[Data records]
__________

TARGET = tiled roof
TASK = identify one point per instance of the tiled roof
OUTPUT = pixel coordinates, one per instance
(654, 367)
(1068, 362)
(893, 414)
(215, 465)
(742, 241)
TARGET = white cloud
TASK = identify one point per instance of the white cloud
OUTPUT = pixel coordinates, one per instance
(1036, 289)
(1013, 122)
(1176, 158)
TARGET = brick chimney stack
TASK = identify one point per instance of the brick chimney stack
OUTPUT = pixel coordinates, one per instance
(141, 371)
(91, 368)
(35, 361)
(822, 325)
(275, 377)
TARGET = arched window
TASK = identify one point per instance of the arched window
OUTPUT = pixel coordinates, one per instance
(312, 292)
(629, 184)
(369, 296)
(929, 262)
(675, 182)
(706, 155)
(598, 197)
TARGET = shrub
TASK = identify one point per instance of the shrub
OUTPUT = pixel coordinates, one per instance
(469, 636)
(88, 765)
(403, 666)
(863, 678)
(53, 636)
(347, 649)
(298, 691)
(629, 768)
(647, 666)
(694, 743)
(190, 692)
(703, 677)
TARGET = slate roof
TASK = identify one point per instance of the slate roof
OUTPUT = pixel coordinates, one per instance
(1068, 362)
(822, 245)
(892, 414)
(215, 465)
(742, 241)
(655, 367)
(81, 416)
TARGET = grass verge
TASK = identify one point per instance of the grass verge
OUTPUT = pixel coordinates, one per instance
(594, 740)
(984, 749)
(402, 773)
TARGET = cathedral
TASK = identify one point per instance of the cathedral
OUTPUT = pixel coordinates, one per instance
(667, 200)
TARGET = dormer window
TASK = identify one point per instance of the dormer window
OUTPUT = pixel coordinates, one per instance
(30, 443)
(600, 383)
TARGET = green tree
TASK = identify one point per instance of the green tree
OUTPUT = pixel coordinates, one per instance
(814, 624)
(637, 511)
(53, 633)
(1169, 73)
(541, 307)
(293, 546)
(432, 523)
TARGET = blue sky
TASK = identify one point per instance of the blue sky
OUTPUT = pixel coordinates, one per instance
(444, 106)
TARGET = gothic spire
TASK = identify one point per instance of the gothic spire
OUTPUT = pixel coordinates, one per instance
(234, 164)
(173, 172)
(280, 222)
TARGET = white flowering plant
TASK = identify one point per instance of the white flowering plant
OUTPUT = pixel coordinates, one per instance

__________

§ WORK INSTRUCTIONS:
Retype all the data records above line for line, without changing anything.

§ WRITTEN REPLY:
TARGET = tiled roof
TASK = identify one point per instance of the tiled roof
OUTPUT = pixel coordinates, one per instance
(654, 367)
(1068, 362)
(893, 414)
(215, 465)
(742, 241)
TARGET = white cloud
TASK = identify one point per instance of the white cloud
OUTPUT = pixel coordinates, one per instance
(1036, 289)
(1013, 122)
(1176, 158)
TARGET = brick chimney stack
TASK = identify one point per instance of the brick chimney stack
OUTPUT = pixel coordinates, one per instance
(141, 371)
(91, 368)
(35, 361)
(822, 325)
(275, 377)
TARGET = arched window
TASK = identify one point per instance of the arched window
OUTPUT = pixel coordinates, one per instance
(312, 292)
(629, 184)
(369, 296)
(929, 262)
(675, 182)
(706, 155)
(598, 197)
TARGET = shrub
TASK = identify one point per instance of the shrub
OUTPUT = pixel coordinates, one per instance
(469, 636)
(88, 765)
(403, 666)
(863, 678)
(53, 636)
(347, 649)
(298, 691)
(629, 768)
(647, 666)
(694, 743)
(190, 692)
(703, 677)
TARGET = slate roof
TASK = identify one point per instance of the slate roof
OUTPUT = pixel coordinates, one per instance
(1068, 362)
(822, 245)
(892, 414)
(215, 465)
(742, 241)
(655, 367)
(81, 416)
TARGET = grass verge
TASK = identify one point per instance of the grass verge
OUTPUT = pixel coordinates, one per instance
(594, 740)
(984, 749)
(402, 773)
TARGET = cathedral
TASK = identify one point per instance of the cathedral
OUTPUT = pixel coordinates, one per instance
(667, 200)
TARGET = dormer window
TASK = identify one point per instance of the dormer window
OUTPUT = pixel coordinates, one per instance
(30, 443)
(600, 383)
TARGET = green tree
TASK = identify one point per instance of the green tree
OUTPUT = pixel coordinates, one per instance
(814, 624)
(637, 511)
(53, 633)
(1169, 73)
(541, 307)
(293, 546)
(432, 523)
TARGET = blue sky
TASK = identify one point per instance of the blue sky
OUTPUT = pixel coordinates, one per instance
(444, 106)
TARGET = gothic spire
TASK = identify one point per instance of the gothic spire
OUTPUT = pixel coordinates, one per instance
(234, 164)
(173, 172)
(280, 222)
TARGET = white flowering plant
TASK = identify one point per instance of the white flowering plant
OUTPUT = pixel coordinates, one per instance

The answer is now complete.